* BEGIN Task inputs *

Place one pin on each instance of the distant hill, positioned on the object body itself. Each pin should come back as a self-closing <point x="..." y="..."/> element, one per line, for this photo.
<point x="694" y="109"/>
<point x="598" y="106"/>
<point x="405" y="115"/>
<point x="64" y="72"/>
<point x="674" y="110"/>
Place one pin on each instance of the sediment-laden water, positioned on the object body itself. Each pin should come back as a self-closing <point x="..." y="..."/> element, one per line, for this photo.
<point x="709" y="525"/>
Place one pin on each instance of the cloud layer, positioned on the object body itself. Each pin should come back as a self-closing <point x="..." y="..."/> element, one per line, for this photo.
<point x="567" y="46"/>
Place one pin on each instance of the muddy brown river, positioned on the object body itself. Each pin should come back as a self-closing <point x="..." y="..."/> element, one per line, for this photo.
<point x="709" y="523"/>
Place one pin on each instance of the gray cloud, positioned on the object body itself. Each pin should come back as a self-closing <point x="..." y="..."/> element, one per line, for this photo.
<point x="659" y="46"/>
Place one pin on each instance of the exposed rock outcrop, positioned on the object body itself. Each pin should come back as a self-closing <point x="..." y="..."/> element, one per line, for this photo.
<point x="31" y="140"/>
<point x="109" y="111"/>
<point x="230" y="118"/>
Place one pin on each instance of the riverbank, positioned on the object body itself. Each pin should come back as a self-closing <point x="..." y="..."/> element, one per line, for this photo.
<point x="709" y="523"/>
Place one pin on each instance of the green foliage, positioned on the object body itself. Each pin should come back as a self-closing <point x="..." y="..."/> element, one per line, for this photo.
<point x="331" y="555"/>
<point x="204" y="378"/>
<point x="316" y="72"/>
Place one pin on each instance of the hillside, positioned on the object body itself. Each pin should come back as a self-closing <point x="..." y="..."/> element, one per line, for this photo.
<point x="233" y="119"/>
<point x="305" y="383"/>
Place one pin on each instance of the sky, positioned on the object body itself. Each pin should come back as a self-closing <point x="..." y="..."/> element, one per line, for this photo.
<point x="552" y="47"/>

* END Task inputs *

■ **Requirements**
Write the listing out again, exactly as shown above.

■ **Right answer**
Place one pin on each instance of the distant hill, positioned on the object body itself. Each pin should come back as a self-closing <point x="..." y="..."/> element, one per line, for this photo.
<point x="694" y="109"/>
<point x="598" y="106"/>
<point x="405" y="115"/>
<point x="64" y="72"/>
<point x="674" y="110"/>
Place one pin on each instance of the sediment-laden water, positioned on the object body itself. Each pin should come back as a self-closing <point x="..." y="..."/> element, one per line, for this photo.
<point x="709" y="525"/>
Place one pin on each instance of the cloud layer, positioned on the object body itself. Each pin should come back as a self-closing <point x="..." y="..."/> element, one per line, for this photo.
<point x="567" y="46"/>
Place one pin on each instance of the muddy brown river, positioned on the object body itself. Each pin should come back as a self-closing <point x="..." y="..."/> element, one per line, for this photo.
<point x="709" y="523"/>
Place one pin on each instance of the gray cloud, positioned on the object body itself. Each pin should come back as a self-closing <point x="..." y="..."/> element, one per line, for this photo.
<point x="659" y="46"/>
Place one pin on each instance of the exposed rock outcrop, positioned on the object body itself. Each pin should come back as a self-closing <point x="..." y="..."/> element, one per line, for this photo.
<point x="31" y="140"/>
<point x="109" y="111"/>
<point x="230" y="118"/>
Place one pin on each instance of the riverbank, positioned on the object body itself. Each pin should come back as a self-closing <point x="..." y="..."/> element, one per line, for this photo.
<point x="709" y="523"/>
Place one pin on each instance of the green foliage, positioned on the object body itself. Each pin should come back as a self-closing <point x="..." y="..."/> element, one per line, for this photo.
<point x="331" y="555"/>
<point x="204" y="378"/>
<point x="316" y="72"/>
Place one pin on each instance of the hillside, positioned on the object body itself. Each pin should come back as a self-closing <point x="..." y="..."/> element, one per line, for this photo.
<point x="233" y="119"/>
<point x="305" y="383"/>
Place one pin on each instance of the sky, positioned on the object body itself. Each pin should come back as a self-closing <point x="..." y="..."/> element, one per line, for this photo.
<point x="552" y="47"/>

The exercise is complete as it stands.